▶ _EXCERPT PROVIDED_:
Just by skimming through the code, it seems you are using a wrong activation function for the criterion.
nn.BCELoss expects a sigmoid function applied on the model outputs.

However, you mentioned that his is not a multi-label classification, so I assume it’s a multi-class classification?
If that’s the case, remove the softmax/sigmoid and use nn.CrossEntropyLoss.

1 Like

Thank you for your response. I changed the loss function to CrossEntropyLoss and removed the softmax activation in the forward method, however, I am getting more or less the same results. It is around the same train/val accuracy as before (around 0.74), however, the loss is now considerably higher hovering around 0.55 as opposed to .12. I am thinking this has something to do with the LSTM layers. Do I have to pass randomized hidden states to the layers, or does PyTorch deal with this automatically. Unfortunately, a lot of the implementation details are abstracted away when using Keras, so I am not entirely sure how they deal with this either.

As explained in the docs, an nn.LSTM expects input, (hidden, cell) as the input. Since you are neither passing the hidden and cell state in the first layer nor using the output states, these should be initialized to zero tensors.

Do you know, how Keras handles this use case?

According to the source code:

    initial_state: List of initial state tensors to be passed to the first
      call of the cell (optional, defaults to `None` which causes creation
      of zero-filled initial state tensors).

So the hidden state is always zero-filled just like PyTorch. Am I possibly doing something wrong during the actual training phase? I have another model in PyTorch which I train the same way, so I don’t think this is the issue, but it may be the case here.

# function: train                                                                                                                                                                                                   
# arguments: tr_gen - data loader for training data                                                                                                                                                                 
#            cv_gen - data loader for cross_val data                                                                                                                                                                
#            model - the pytorch model                                                                                                                                                                              
#            opt - the optimizer for the model                                                                                                                                                                      
#            loss_fx - the loss function used to backprop                                                                                                                                                           
#            device - cpu/gpu device used for operations                                                                                                                                                            
# return: history - acc/loss dict for training and cv                                                                                                                                                               
# This method trains on the dataset for one epoch                                                                                                                                                                   
def train(tr_gen, cv_gen, model, opt, loss_fx, device):

    # set data loaders to a dictionary                                                                                                                                                                              
    data_loaders = {TRAIN: tr_gen, EVAL: cv_gen}

    # set losses for each phase to a dictionary                                                                                                                                                                     
    phase_losses = {TRAIN: 0.0, EVAL: 0.0}

    # set accuracies for each phase to a dictionary                                                                                                                                                                 
    phase_acc = {TRAIN: 0.0, EVAL: 0.0}

    # time an epoch                                                                                                                                                                                                 
    start_time = time.time()

▶ _TASKS_:
A) Reproduce the part of the PyTorch thread starting at "So the hidden" and ending at "the case here.".
B) According to the PyTorch thread, what does nn.BCELoss expect to be applied on the model outputs?
The lines that come after this have no connection to the PyTorch thread.

▶ _DATASET CONTENT_:
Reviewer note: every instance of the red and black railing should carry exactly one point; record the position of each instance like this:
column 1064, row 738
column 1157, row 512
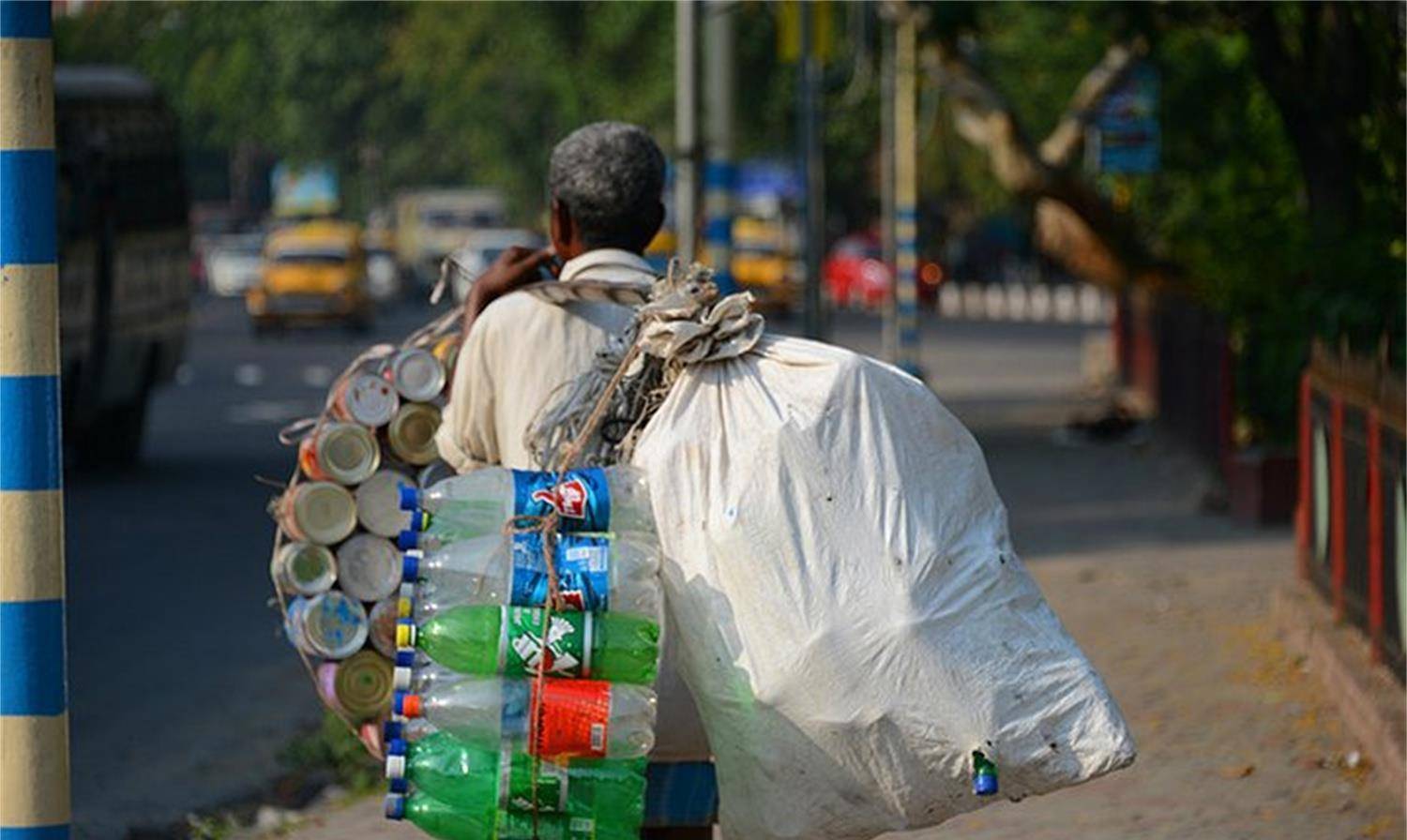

▶ _ANSWERS PROVIDED_:
A)
So the hidden state is always zero-filled just like PyTorch. Am I possibly doing something wrong during the actual training phase? I have another model in PyTorch which I train the same way, so I don’t think this is the issue, but it may be the case here.

B) A sigmoid function.